*** Opening of Extract provided ***

Effect of GRS on the level of AQP2 phosphorylated at Ser269 (pSer269-AQP2)

We investigated the effect of GRS on the phosphorylation status of AQP2, which is phosphorylated at Ser269 when AQP2 is stabilized at the apical membrane of the renal collecting ducts15,16,17. We confirmed the phosphorylation of AQP2 at Ser269 after DDAVP stimulation and its localization on the plasma membrane via co-staining for total AQP2, as previously reported15,16,17 (Supplementary Fig. 2). Conversely, pSer269-AQP2 was not detected in renal tissue from saline-treated mice, whereas pSer269-AQP2 levels were increased in mice at 30 min after DDAVP administration. At this time, 1 g/kg GRS had no significant effect on pSer269-AQP2 levels, whereas 3 g/kg GRS significantly reduced the pSer269-AQP2 levels in the kidney section area (P < 0.01; Fig. 2).To evaluate the amount of pSer269-AQP2 located on the luminal membrane, three-dimensional cultures of the mouse collecting duct cell line mIMCD-3 were used to form spheroids that recapitulated the cystic structure of renal collecting ducts. Consistent with previous findings18,19, the localization of the tight junction protein zonula occludens-1 (ZO-1) on the luminal membrane of the established spheroids was observed, confirming their luminal structure (Fig. 3a). Stimulation of spheroids with forskolin resulted in the accumulation of pSer269-AQP2 on the luminal membrane (ZO-1+ area). Meanwhile, 100 µg/mL GRS significantly reduced the co-localization of phosphorylated AQP2 and ZO-1 (Fig. 3a, b).

*** Close of Extract provided ***
*** Opening of Information supplied ***

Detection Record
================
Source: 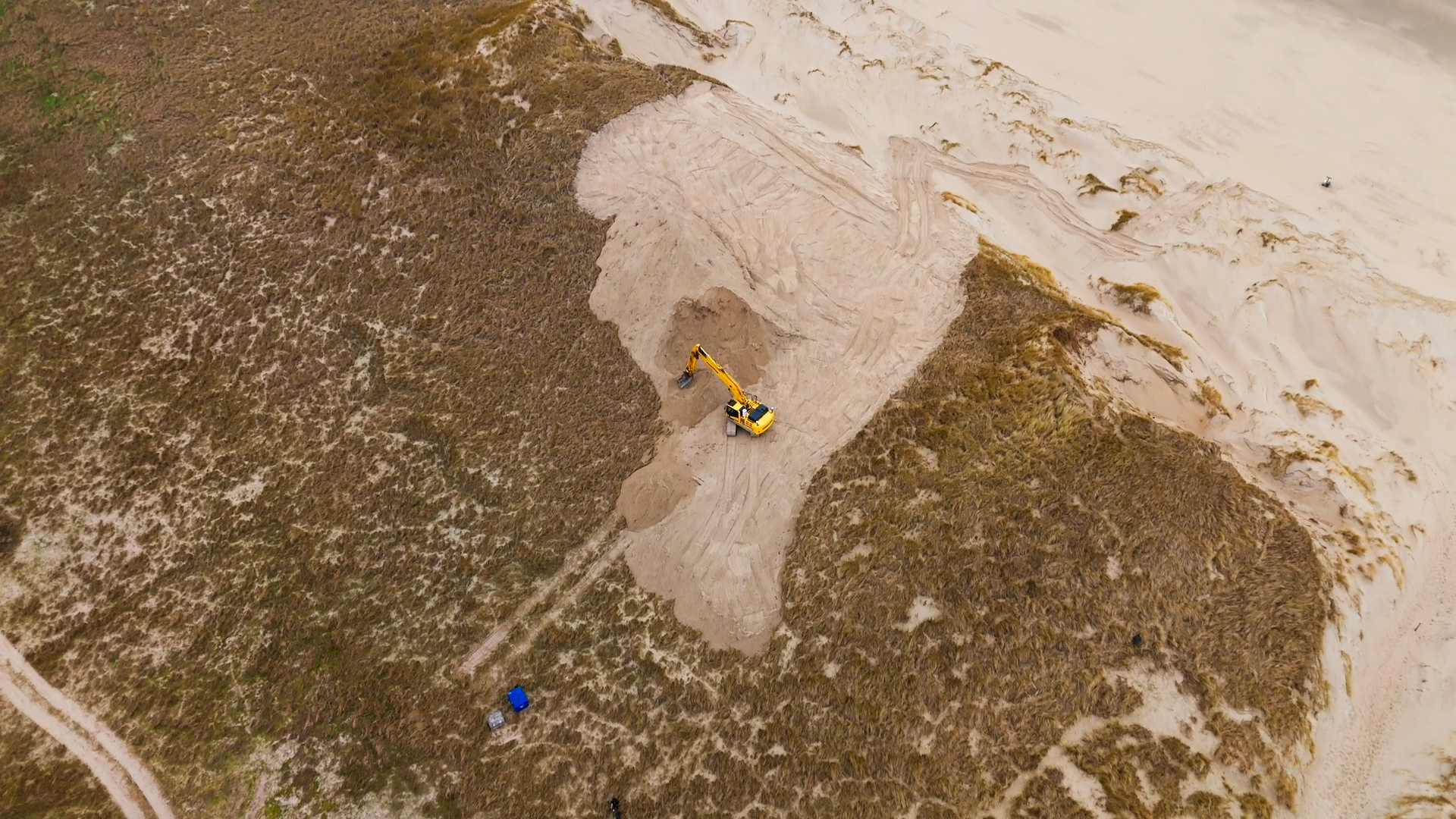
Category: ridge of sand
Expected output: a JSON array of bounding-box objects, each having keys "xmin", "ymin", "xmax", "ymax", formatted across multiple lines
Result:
[
  {"xmin": 579, "ymin": 0, "xmax": 1456, "ymax": 817},
  {"xmin": 0, "ymin": 634, "xmax": 174, "ymax": 819},
  {"xmin": 576, "ymin": 83, "xmax": 975, "ymax": 651}
]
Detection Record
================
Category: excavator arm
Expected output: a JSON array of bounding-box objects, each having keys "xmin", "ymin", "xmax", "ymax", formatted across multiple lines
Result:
[
  {"xmin": 677, "ymin": 344, "xmax": 774, "ymax": 436},
  {"xmin": 677, "ymin": 344, "xmax": 757, "ymax": 403}
]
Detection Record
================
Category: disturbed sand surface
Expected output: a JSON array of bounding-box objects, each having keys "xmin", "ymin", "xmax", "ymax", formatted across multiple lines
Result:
[
  {"xmin": 578, "ymin": 83, "xmax": 975, "ymax": 651},
  {"xmin": 582, "ymin": 0, "xmax": 1456, "ymax": 816}
]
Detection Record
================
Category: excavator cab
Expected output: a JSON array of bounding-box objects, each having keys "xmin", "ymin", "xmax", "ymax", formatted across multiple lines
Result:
[{"xmin": 677, "ymin": 344, "xmax": 774, "ymax": 436}]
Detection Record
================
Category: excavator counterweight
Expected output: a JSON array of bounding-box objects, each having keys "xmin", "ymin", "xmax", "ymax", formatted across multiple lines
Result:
[{"xmin": 677, "ymin": 344, "xmax": 774, "ymax": 436}]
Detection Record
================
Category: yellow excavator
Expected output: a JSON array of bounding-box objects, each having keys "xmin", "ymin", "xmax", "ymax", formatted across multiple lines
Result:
[{"xmin": 677, "ymin": 344, "xmax": 774, "ymax": 436}]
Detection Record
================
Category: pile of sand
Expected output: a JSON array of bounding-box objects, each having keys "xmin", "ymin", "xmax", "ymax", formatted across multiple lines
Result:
[
  {"xmin": 581, "ymin": 0, "xmax": 1456, "ymax": 816},
  {"xmin": 576, "ymin": 83, "xmax": 975, "ymax": 651}
]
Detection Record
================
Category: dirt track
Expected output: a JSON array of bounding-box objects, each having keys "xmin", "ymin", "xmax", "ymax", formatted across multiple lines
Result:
[{"xmin": 0, "ymin": 634, "xmax": 173, "ymax": 819}]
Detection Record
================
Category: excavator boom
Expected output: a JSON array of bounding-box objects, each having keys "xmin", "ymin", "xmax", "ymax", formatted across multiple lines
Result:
[{"xmin": 677, "ymin": 344, "xmax": 774, "ymax": 436}]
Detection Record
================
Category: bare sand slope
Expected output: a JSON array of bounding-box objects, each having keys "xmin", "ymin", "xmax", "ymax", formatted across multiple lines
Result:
[
  {"xmin": 578, "ymin": 83, "xmax": 975, "ymax": 651},
  {"xmin": 0, "ymin": 634, "xmax": 173, "ymax": 819},
  {"xmin": 582, "ymin": 0, "xmax": 1456, "ymax": 817}
]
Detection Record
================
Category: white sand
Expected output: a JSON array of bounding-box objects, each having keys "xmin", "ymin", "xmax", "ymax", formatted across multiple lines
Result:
[
  {"xmin": 576, "ymin": 83, "xmax": 975, "ymax": 651},
  {"xmin": 581, "ymin": 0, "xmax": 1456, "ymax": 817}
]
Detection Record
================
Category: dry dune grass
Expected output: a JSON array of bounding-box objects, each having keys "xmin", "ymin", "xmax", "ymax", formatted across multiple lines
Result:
[
  {"xmin": 0, "ymin": 3, "xmax": 692, "ymax": 816},
  {"xmin": 457, "ymin": 245, "xmax": 1328, "ymax": 817},
  {"xmin": 0, "ymin": 3, "xmax": 1325, "ymax": 819}
]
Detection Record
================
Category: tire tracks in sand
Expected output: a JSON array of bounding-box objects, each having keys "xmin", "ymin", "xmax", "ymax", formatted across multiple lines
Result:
[
  {"xmin": 456, "ymin": 513, "xmax": 626, "ymax": 680},
  {"xmin": 0, "ymin": 634, "xmax": 176, "ymax": 819}
]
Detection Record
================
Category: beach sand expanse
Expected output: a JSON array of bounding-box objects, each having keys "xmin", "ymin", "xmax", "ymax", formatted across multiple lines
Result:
[{"xmin": 579, "ymin": 0, "xmax": 1456, "ymax": 817}]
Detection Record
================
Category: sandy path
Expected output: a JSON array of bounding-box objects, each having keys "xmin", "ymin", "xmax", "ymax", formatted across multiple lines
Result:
[
  {"xmin": 459, "ymin": 514, "xmax": 620, "ymax": 676},
  {"xmin": 0, "ymin": 634, "xmax": 173, "ymax": 819},
  {"xmin": 576, "ymin": 84, "xmax": 975, "ymax": 651},
  {"xmin": 578, "ymin": 0, "xmax": 1456, "ymax": 804}
]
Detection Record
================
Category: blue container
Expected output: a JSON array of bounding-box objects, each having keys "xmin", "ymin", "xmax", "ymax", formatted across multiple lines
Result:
[{"xmin": 505, "ymin": 685, "xmax": 532, "ymax": 711}]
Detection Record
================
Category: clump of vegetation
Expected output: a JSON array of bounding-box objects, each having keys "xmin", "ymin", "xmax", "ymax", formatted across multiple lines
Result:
[
  {"xmin": 1388, "ymin": 754, "xmax": 1456, "ymax": 819},
  {"xmin": 1098, "ymin": 274, "xmax": 1162, "ymax": 316},
  {"xmin": 1117, "ymin": 168, "xmax": 1163, "ymax": 196},
  {"xmin": 0, "ymin": 3, "xmax": 695, "ymax": 816},
  {"xmin": 0, "ymin": 0, "xmax": 1326, "ymax": 819},
  {"xmin": 1260, "ymin": 231, "xmax": 1299, "ymax": 249},
  {"xmin": 1078, "ymin": 174, "xmax": 1119, "ymax": 196},
  {"xmin": 1280, "ymin": 389, "xmax": 1344, "ymax": 419},
  {"xmin": 1194, "ymin": 378, "xmax": 1228, "ymax": 419}
]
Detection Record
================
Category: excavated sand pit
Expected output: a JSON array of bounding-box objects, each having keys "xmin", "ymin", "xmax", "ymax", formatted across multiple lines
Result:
[
  {"xmin": 657, "ymin": 287, "xmax": 783, "ymax": 427},
  {"xmin": 576, "ymin": 83, "xmax": 975, "ymax": 653}
]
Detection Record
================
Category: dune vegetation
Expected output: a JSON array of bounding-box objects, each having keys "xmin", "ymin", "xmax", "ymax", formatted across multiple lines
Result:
[{"xmin": 0, "ymin": 2, "xmax": 1328, "ymax": 819}]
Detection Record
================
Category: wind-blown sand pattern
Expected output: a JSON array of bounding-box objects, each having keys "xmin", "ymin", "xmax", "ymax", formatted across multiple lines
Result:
[
  {"xmin": 582, "ymin": 0, "xmax": 1456, "ymax": 816},
  {"xmin": 0, "ymin": 0, "xmax": 1456, "ymax": 819},
  {"xmin": 576, "ymin": 83, "xmax": 975, "ymax": 651}
]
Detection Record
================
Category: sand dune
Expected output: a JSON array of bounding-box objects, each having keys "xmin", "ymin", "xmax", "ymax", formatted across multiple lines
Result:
[
  {"xmin": 578, "ymin": 83, "xmax": 975, "ymax": 651},
  {"xmin": 582, "ymin": 0, "xmax": 1456, "ymax": 816}
]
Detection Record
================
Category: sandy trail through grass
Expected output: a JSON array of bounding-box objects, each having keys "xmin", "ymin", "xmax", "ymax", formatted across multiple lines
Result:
[
  {"xmin": 0, "ymin": 634, "xmax": 173, "ymax": 819},
  {"xmin": 460, "ymin": 514, "xmax": 619, "ymax": 676}
]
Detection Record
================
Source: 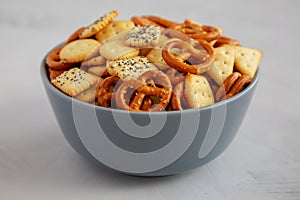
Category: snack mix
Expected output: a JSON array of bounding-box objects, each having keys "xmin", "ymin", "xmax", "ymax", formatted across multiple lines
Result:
[{"xmin": 46, "ymin": 10, "xmax": 262, "ymax": 112}]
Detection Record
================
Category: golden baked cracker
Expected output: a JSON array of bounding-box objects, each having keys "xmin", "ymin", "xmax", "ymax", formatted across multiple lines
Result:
[
  {"xmin": 81, "ymin": 56, "xmax": 106, "ymax": 66},
  {"xmin": 99, "ymin": 33, "xmax": 140, "ymax": 60},
  {"xmin": 184, "ymin": 74, "xmax": 214, "ymax": 108},
  {"xmin": 125, "ymin": 26, "xmax": 161, "ymax": 47},
  {"xmin": 51, "ymin": 68, "xmax": 99, "ymax": 96},
  {"xmin": 59, "ymin": 39, "xmax": 100, "ymax": 63},
  {"xmin": 146, "ymin": 35, "xmax": 179, "ymax": 70},
  {"xmin": 79, "ymin": 10, "xmax": 119, "ymax": 38},
  {"xmin": 207, "ymin": 45, "xmax": 235, "ymax": 85},
  {"xmin": 106, "ymin": 56, "xmax": 157, "ymax": 81},
  {"xmin": 75, "ymin": 84, "xmax": 97, "ymax": 103},
  {"xmin": 95, "ymin": 20, "xmax": 135, "ymax": 42},
  {"xmin": 234, "ymin": 46, "xmax": 262, "ymax": 78}
]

*** Close of Information supplied ***

## Action item
Extend the passage on how GRS affects phosphorylated AQP2, starting right after its final sentence.

## Expected output
Fig. 2
figure 2

Effect of GRS on the phosphorylation of AQP2 at Ser269 in mouse kidneys. GRS (1–3 g/kg) or DW was orally administered to mice. Thirty minutes after oral administration, DDAVP (30 ng/kg) or saline was injected intraperitoneally at 90 mL/kg. Thirty minutes after the intraperitoneal injection, mice were perfusion-fixed with 4% paraformaldehyde, and kidneys were harvested. (a) Immunofluorescence staining images of phospho-AQP2 (pAQP2 [Ser269], white) and DAPI (blue) in renal tissue sections are presented. Scale bars, 1000 μm. (b) The ratio of the area of pAQP2 in kidney sections is presented as the mean ± SEM (n = 6). Differences between groups were evaluated using one-way ANOVA followed by a post-hoc Tukey’s multiple comparison test (**P < 0.01).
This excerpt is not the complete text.